• DOCUMENT SEGMENT

"""

11.3 The Distributor shall sell to its customers in the territory on terms that any of the identification marks on the products shall not be removed without consent. Otherwise, all maintenance and warranty conditions will cease to have effect.
Article 12 -Security & Confidentiality:
12.1 Confidentiality shall be maintained at all times. During the tenure of this agreement or after the termination, the Distributor shall not disclose this agreement, or any matters relating to the subject matter of the Agreement, other than for registration purpose, technical or commercial content to any person, persons or entity who do not need that information for the benefit of contracting parties and without prior written permission from the Company.
12.2 Any information passed on a need-to-know basis must not be reproduced by the recipient (without written permission from the Company) and must be returned on completion of the purpose.
Article 13- Limitation of Liability, Indemnification
In no event will Company be liable for any direct or indirect damages, incidental damages, consequential damages, indirect damages, loss of profits, loss of revenues or loss of use even if informed of the possibility of such damages.

"""

• EXTRACTED ENTRIES
"""

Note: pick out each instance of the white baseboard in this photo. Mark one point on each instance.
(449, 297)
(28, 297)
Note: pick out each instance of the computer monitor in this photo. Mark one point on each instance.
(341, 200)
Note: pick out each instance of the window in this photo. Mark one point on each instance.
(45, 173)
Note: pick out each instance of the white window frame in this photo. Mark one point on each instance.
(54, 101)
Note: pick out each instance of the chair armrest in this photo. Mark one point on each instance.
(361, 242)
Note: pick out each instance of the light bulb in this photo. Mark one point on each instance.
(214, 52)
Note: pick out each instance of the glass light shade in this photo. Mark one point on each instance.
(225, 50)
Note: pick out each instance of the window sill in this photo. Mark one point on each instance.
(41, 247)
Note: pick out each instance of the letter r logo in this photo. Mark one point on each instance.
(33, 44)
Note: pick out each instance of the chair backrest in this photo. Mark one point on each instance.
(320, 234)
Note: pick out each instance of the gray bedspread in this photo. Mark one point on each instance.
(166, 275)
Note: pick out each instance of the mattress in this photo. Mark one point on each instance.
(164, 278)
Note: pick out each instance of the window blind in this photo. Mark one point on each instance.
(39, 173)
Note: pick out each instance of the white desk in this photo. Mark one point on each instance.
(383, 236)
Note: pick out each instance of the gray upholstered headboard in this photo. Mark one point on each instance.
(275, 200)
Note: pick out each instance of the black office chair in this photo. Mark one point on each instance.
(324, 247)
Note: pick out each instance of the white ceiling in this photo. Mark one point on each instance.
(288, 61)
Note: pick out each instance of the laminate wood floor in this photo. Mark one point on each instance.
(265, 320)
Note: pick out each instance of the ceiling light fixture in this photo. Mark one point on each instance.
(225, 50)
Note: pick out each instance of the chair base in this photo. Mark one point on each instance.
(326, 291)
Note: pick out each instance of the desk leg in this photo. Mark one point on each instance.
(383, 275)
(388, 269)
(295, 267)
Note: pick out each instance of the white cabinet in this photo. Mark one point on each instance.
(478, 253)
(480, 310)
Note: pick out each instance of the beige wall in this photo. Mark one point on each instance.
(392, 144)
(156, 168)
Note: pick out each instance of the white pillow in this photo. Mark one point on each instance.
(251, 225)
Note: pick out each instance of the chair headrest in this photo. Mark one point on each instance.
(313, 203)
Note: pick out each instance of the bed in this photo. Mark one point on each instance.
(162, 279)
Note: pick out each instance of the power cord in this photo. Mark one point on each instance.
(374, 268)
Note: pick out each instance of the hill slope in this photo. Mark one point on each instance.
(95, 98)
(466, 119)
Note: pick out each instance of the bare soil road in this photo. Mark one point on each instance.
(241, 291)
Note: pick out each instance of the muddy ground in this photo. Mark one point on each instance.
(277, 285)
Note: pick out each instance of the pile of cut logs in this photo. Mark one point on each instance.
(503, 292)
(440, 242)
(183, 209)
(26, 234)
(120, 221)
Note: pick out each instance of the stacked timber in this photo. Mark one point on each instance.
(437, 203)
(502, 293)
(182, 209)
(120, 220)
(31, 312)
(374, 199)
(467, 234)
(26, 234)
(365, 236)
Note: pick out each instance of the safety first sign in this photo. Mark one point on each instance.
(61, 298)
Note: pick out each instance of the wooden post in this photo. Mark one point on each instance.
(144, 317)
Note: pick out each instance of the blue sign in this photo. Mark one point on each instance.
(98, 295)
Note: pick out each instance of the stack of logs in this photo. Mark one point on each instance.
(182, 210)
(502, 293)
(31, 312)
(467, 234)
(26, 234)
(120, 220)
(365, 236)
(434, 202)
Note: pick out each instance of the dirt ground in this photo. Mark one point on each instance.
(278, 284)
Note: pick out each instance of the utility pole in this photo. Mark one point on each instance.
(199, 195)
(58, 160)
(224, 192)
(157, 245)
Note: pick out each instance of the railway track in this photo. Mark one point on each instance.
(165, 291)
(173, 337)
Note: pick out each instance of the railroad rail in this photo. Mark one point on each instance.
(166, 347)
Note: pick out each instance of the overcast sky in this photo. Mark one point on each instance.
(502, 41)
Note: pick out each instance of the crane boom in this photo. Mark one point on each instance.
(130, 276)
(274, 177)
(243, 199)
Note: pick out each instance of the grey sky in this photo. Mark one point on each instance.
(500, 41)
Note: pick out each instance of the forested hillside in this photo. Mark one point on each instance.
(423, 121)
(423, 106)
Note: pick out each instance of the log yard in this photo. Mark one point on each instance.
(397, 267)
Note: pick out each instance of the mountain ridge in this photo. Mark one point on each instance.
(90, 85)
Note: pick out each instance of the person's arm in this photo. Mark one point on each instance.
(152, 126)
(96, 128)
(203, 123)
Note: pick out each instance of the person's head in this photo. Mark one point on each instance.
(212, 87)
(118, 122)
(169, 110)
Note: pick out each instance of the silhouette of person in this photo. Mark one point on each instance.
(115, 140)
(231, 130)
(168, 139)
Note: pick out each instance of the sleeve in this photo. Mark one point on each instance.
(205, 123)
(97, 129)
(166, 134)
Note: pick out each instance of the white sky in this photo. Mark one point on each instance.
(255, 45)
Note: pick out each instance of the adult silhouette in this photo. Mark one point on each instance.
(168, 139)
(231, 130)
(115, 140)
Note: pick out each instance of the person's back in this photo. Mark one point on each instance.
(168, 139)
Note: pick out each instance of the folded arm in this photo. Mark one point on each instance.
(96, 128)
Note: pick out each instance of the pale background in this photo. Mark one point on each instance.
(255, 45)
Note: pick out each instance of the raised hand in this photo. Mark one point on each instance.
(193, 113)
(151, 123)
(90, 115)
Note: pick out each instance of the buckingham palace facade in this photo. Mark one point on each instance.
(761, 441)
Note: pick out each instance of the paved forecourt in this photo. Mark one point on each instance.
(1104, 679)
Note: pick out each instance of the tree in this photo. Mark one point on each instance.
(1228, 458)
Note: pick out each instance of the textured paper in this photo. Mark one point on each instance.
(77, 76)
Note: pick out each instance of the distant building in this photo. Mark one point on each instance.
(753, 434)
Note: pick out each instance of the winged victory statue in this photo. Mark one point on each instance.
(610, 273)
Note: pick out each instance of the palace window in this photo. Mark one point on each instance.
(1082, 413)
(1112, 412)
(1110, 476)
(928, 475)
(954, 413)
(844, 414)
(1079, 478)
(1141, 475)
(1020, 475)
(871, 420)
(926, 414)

"""

• TASKS AND EXERCISES
**A.** Repeat, word for word, the passage of the distributor agreement from "12.2 Any information" to "of such damages.".
**B.** Answer these questions about the distributor agreement above:
(i) What ceases to have effect if the identification marks on the products are removed without consent?
(ii) What must the recipient do with information passed on a need-to-know basis once the purpose is completed?
(iii) What is the title of Article 12?

• OUTPUTS
**A.**
12.2 Any information passed on a need-to-know basis must not be reproduced by the recipient (without written permission from the Company) and must be returned on completion of the purpose.
Article 13- Limitation of Liability, Indemnification
In no event will Company be liable for any direct or indirect damages, incidental damages, consequential damages, indirect damages, loss of profits, loss of revenues or loss of use even if informed of the possibility of such damages.

**B.**
(i) All maintenance and warranty conditions.
(ii) Return it.
(iii) Security & Confidentiality.